▸ **PASSAGE TO READ**:
Many of the commands would take thirty minutes up to hours.

For a repository the size of Windows, that assumption was a dealbreaker.

So they built a virtual filesystem. They called it GVFS, the Git Virtual File System, and the idea was almost absurd in its simplicity. What if Git thought all three and a half million files were on your machine, but they were not? GVFS intercepted the operating system's file access calls and downloaded each file on demand, the first time a program tried to read it. From Git's perspective, the working directory looked complete. From the network's perspective, the developer only downloaded the few thousand files they actually touched.

It worked. Clone went from twelve hours to minutes. Status went from ten minutes to four or five seconds. Checkout went from hours to thirty seconds. Microsoft announced GVFS at the Git Merge conference in Brussels in February two thousand seventeen, and by May, three thousand five hundred of the four thousand Windows engineers had migrated. They surveyed engineers two weeks after the switch. Sixty-seven percent reported being satisfied, which sounds modest until you consider that these people had just had their entire workflow rewritten underneath them.

But GVFS had problems. It required a custom filesystem driver, which meant it only worked on Windows at first. When the Microsoft Office team needed to migrate their own monorepo, the macOS engineers could not use GVFS because Apple had deprecated the kernel features it depended on. So the team pivoted. Instead of virtualizing the filesystem, they leaned on features Git was developing upstream: partial clone, which lets you download objects on demand, and sparse checkout, which lets you tell Git you only care about certain directories. A developer named Derrick Stolee and his team rewrote the tooling as a lightweight configuration layer called Scalar. They rewrote it from C Sharp to C, reducing it from tens of thousands of lines to fewer than three thousand. And in October two thousand twenty-two, Scalar was merged into Git itself, version two point thirty-eight. The code that had started as a massive filesystem driver ended its journey as a thin configuration layer. Stolee described the philosophy behind Scalar's final form as a preference for incremental changes over complete rewrites.

Each individual movement was relatively small compared to the entire system.

The Windows migration is a success story, but it is also a story about how much money and engineering talent was required to make Git work for one repository. Microsoft had to invent new technology, build a filesystem driver, contribute hundreds of patches to Git upstream, rewrite the tooling twice, and deploy it to four thousand engineers over the course of years. Most organizations migrating to Git do not have those resources. They have the same problems at a smaller scale and no team of systems programmers to build solutions.

The Ones Who Said No

Not every large company migrated. Two of the biggest decided Git was not the answer, and their reasons are instructive.

In two thousand twelve, Facebook's monorepo was growing fast. Their engineers ran projections and discovered that basic Git commands would take over forty-five minutes on their projected codebase. So they did what any reasonable team would do. They went to the Git maintainers and asked for help.

The response was blunt. Split your repository. The Git maintainers told Facebook that a single repository of that size was not what Git was designed for, and the right solution was to break the codebase into smaller pieces. One response on the mailing list put it plainly: there is only so much you can do about checking the status of one point three million files.

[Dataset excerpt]
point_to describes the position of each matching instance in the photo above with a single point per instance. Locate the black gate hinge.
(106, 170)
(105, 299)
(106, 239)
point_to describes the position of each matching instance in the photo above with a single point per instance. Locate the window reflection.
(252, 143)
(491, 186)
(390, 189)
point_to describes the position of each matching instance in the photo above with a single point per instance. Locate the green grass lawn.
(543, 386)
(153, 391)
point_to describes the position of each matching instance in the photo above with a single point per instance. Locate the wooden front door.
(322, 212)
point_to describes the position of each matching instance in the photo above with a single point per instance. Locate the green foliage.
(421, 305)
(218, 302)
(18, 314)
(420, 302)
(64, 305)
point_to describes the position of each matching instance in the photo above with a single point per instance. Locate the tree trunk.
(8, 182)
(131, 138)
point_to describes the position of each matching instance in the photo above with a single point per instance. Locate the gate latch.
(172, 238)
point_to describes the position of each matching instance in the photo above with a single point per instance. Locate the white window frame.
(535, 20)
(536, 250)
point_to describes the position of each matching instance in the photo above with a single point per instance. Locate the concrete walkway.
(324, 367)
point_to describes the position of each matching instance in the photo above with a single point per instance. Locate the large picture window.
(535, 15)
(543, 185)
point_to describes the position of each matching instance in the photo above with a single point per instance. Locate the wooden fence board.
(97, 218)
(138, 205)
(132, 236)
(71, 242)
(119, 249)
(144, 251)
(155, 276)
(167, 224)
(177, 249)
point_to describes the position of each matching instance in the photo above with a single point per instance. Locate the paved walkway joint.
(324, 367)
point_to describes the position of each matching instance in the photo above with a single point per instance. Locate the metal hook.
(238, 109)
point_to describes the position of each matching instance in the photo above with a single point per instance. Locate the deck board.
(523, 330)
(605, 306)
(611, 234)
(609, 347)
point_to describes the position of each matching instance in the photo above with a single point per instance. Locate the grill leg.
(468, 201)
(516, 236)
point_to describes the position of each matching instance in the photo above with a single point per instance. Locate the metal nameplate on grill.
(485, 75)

▸ **PROBLEM SET**:
[1] Translate this sentence from the passage on Git monorepos into Spanish: "Stolee described the philosophy behind Scalar's final form as a preference for incremental changes over complete rewrites."
[2] Resize the point coordinates in the dataset entries from the line containing "the grill leg." through the end of the entries by multiplying each one by 1.75 and rounding to whole numbers, with halves rounded up. Write out only those lines, with the requests left unchanged.
The passage on Git monorepos and the dataset entries have no connection to each other.

▸ **PROBLEM SOLUTIONS**:
[1] Stolee describió la filosofía detrás de la forma final de Scalar como una preferencia por los cambios incrementales sobre las reescrituras completas.

[2]
point_to describes the position of each matching instance in the photo above with a single point per instance. Locate the grill leg.
(819, 352)
(903, 413)
point_to describes the position of each matching instance in the photo above with a single point per instance. Locate the metal nameplate on grill.
(849, 131)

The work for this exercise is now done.